Texte retenu —
Cependant, les corpus sont très contrastés selon les cultures envisagés.
Nous en disposons ainsi que de 5 sites d’habitat attribués clairement au Néolithique récent ou à la transition entre Néolithique moyen et Néolithique final et 4 seulement pour le groupe du Fraischamp.
Pour le Couronnien, nous avons sélectionnés 34 sites d’attribution peu douteuse.
Pour les faciès de type Rhône-Ouvèze et apparentés Fontbouisse, nous disposons de 32 sites.
Pour le Campaniforme : 18 sites livrent des occupations anciennes du Campaniforme pointillé géométrique, 43 sites du Campaniforme rhodano-provençal et 26 sites pour les groupes à céramique à décor barbelé de la transition entre le Néolithique final et le Bronze ancien.

Nous envisagerons successivement les données géographiques et topographiques d'implantation, puis les données plus spécifiquement liées à l'organisation et aux architectures de l'habitat en vous présentant à la fois les généralités issues de l'examen des données et des exemples précis.

Evidemment ce travail n'est qu'ébauché et demeure limité de part le nombre de sites connus pour chaque culture.

Commençons tout de suite avec les données géographiques et topographiques.

Concernant tout d’abord la distribution entre occupations de plein air et occupations de cavités (grottes et abris).
Pour l’ensemble de la période l’occupation des cavités ne peut être qualifiée simplement de marginale puisque elle est représentée par 37 occupations soit près du quart du corpus.
S’il s’agit, dans bien des cas, d’occupations peu importantes en volume d’objets et en séquence, elles attestent au minimum d’une complémentarité avec les sites de plein air.
Les données relatives au début de la période (Néolithique récent et groupe de Fraischamp ne sont sans doute absolument pas significative.
Pour la suite de la période, on se bornera à remarquer une grossière opposition entre les groupes Couronnien et Rhône-Ouvèze qui ne sont représentés en cavité que pour à peine plus de 15 % des occupations, alors que les groupes campaniformes ancien et rhodano-provençal peuvent présenter près d’un tiers d’occupations en grotte.

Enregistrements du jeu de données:
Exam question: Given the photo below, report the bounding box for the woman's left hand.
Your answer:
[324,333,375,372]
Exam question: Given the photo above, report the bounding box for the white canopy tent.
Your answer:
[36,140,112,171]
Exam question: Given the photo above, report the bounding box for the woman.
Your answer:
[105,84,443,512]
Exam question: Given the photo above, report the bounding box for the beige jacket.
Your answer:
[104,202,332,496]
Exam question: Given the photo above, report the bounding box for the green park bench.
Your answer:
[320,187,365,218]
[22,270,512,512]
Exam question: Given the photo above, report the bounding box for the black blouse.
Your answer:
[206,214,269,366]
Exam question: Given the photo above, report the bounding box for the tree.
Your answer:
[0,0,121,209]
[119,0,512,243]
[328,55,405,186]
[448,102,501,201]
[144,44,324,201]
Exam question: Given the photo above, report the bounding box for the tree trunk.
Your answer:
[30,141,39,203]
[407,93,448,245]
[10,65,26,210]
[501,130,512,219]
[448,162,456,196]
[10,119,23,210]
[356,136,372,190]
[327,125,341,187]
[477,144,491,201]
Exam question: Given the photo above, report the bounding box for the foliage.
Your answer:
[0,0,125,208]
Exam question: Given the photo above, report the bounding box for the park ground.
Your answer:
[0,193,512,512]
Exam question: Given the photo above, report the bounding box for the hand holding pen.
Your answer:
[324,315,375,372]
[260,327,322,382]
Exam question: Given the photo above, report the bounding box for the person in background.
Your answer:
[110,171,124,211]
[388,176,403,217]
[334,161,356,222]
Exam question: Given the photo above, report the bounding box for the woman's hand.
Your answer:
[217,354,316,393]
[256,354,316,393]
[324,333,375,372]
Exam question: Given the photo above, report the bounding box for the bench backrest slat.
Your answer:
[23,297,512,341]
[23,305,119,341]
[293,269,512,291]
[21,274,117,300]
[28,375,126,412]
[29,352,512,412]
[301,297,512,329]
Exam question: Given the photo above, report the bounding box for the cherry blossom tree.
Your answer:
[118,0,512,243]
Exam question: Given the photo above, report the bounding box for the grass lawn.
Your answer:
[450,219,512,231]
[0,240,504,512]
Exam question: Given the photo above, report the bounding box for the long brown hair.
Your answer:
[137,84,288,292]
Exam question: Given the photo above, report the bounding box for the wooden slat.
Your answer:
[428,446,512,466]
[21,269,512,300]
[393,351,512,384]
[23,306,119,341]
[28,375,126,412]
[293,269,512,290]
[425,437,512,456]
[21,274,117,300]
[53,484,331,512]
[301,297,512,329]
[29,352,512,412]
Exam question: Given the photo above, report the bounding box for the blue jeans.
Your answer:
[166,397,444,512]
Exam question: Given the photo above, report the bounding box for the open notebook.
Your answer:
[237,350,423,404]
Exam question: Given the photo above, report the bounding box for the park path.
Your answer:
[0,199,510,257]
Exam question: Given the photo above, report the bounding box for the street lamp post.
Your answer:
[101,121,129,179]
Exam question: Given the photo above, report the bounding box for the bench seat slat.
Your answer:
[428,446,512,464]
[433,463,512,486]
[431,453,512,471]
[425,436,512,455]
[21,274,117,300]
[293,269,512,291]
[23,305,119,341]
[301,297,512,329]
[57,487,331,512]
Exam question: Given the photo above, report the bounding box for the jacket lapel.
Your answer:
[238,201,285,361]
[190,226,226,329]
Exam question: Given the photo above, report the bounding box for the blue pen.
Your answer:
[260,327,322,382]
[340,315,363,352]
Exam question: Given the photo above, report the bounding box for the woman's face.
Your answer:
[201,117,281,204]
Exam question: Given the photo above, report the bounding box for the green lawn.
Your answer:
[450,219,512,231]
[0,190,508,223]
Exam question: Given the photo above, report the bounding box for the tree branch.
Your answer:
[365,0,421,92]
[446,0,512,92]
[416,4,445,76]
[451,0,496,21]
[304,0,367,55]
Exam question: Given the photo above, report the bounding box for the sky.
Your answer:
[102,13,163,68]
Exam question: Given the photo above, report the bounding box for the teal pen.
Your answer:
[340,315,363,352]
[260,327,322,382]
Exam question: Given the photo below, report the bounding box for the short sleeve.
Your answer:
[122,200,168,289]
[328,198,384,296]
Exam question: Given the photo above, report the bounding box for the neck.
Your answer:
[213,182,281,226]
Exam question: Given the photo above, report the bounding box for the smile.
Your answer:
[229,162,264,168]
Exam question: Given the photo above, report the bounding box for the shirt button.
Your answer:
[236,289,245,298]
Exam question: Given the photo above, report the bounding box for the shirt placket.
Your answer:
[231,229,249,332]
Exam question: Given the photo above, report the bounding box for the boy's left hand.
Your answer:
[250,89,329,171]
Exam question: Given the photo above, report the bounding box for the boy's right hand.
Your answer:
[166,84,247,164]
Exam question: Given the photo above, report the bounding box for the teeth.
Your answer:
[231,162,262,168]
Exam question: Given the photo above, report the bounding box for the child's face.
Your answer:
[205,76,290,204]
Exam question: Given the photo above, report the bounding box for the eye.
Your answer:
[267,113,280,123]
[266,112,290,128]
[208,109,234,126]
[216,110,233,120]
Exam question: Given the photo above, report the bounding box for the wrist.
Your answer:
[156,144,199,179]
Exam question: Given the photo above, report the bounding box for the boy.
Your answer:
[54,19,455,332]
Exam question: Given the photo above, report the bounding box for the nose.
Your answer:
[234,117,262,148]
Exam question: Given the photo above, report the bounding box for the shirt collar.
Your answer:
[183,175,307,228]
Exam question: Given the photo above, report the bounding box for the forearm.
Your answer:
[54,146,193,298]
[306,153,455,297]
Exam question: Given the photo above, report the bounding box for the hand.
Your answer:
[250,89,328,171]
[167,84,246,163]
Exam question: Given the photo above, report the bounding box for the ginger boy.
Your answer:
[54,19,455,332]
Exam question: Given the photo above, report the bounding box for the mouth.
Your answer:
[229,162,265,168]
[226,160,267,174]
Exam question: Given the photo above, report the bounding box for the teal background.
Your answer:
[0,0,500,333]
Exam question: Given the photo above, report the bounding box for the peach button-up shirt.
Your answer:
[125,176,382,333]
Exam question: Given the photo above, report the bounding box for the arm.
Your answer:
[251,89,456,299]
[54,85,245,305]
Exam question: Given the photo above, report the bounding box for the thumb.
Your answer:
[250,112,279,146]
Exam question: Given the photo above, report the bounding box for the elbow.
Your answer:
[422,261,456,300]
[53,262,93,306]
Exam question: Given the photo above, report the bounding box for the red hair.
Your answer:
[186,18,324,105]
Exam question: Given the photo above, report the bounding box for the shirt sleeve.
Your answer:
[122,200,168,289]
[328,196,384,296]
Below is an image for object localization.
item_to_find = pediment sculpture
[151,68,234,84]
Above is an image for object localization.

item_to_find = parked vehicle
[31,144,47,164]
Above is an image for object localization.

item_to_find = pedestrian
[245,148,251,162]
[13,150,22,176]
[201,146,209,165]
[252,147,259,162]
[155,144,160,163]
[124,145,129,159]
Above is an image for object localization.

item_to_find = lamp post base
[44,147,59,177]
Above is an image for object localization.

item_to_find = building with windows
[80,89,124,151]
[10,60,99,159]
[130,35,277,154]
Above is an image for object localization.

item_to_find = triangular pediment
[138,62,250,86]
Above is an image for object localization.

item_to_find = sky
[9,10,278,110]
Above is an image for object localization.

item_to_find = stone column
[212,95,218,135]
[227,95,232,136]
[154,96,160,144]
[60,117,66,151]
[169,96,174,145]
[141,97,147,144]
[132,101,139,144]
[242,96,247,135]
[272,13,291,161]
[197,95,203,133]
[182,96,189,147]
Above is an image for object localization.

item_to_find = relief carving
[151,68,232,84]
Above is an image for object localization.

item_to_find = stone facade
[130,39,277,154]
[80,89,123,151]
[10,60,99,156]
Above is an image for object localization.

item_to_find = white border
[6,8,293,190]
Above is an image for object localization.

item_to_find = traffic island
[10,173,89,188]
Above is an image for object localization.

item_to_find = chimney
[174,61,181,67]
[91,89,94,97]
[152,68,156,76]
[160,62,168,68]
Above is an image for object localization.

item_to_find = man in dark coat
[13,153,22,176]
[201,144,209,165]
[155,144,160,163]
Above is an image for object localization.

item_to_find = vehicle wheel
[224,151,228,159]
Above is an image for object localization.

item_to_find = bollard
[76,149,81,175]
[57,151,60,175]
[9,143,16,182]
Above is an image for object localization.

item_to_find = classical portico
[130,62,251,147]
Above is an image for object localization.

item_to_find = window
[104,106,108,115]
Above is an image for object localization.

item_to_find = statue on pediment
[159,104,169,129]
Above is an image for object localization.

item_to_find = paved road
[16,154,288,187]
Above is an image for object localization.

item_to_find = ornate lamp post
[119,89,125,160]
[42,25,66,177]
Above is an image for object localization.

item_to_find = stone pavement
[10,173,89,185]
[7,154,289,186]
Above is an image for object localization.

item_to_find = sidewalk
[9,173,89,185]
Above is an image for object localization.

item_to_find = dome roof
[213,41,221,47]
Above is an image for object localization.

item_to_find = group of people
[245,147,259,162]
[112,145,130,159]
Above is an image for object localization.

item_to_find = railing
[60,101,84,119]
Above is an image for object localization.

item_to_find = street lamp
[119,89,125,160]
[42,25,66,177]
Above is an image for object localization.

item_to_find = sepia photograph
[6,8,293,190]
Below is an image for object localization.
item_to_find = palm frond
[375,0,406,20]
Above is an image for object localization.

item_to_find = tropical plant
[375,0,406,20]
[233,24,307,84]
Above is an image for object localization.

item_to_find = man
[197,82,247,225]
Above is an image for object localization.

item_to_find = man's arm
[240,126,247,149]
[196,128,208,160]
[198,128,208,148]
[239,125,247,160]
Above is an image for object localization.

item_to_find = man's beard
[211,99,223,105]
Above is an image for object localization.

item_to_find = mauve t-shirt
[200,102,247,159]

Consignes de l'exercice —
(a) Dans le texte sur les sites d'habitat néolithiques, combien de sites ont été sélectionnés pour le Couronnien ?
(b) Prolongez le texte sur les sites d'habitat néolithiques à la suite de sa dernière phrase.

Corrigé —
(a) 34 sites d'attribution peu douteuse.

(b)
Seule la dernière phase avec le groupe à céramique à décor barbelé se démarque des autres cultures avec seulement 3 occupations de grottes dont la nature domestique n’est pas évidente (il s’agit de fragments de vases dans des contextes peu documentés) pour 26 sites répertoriés.

Le choix topographique de l’implantation maintenant (en ne considérant que les sites de plein air).

Ici encore les données relatives au début de la période sont trop peu nombreuses.
Pour les autres cultures, sites perchés et sites de plaine sont systématiquement représentés.
Si on observe les grandes tendances, pour les groupes Couronnien et Rhône-Ouvèze, la distribution est sensiblement équivalente et correspond à une grossière égalité de proportion entre sites de plaine et sites perchés.

C’est avec les ensembles campaniformes que les choix semblent se radicaliser.
Les sites du campaniforme ancien sont marqués par une fréquence de perchement importante.
Le Campaniforme rhodano-provençal en revanche présente près de deux tiers de sites de plaine.
Enfin la transition à l’âge du Bronze est marquée par un retour au perchement de sites avec seulement moins d’un tiers de sites de plaine.

Il demeure en revanche très difficile de modéliser l’occupation du territoire en envisageant pour les différentes cultures la répartition entre sites de plaine et sites perchés.
Nos cartes de répartition sont sans doute trop incomplètes et correspondent à un état de la recherche avec des secteurs surexploités et d’autres peu investis.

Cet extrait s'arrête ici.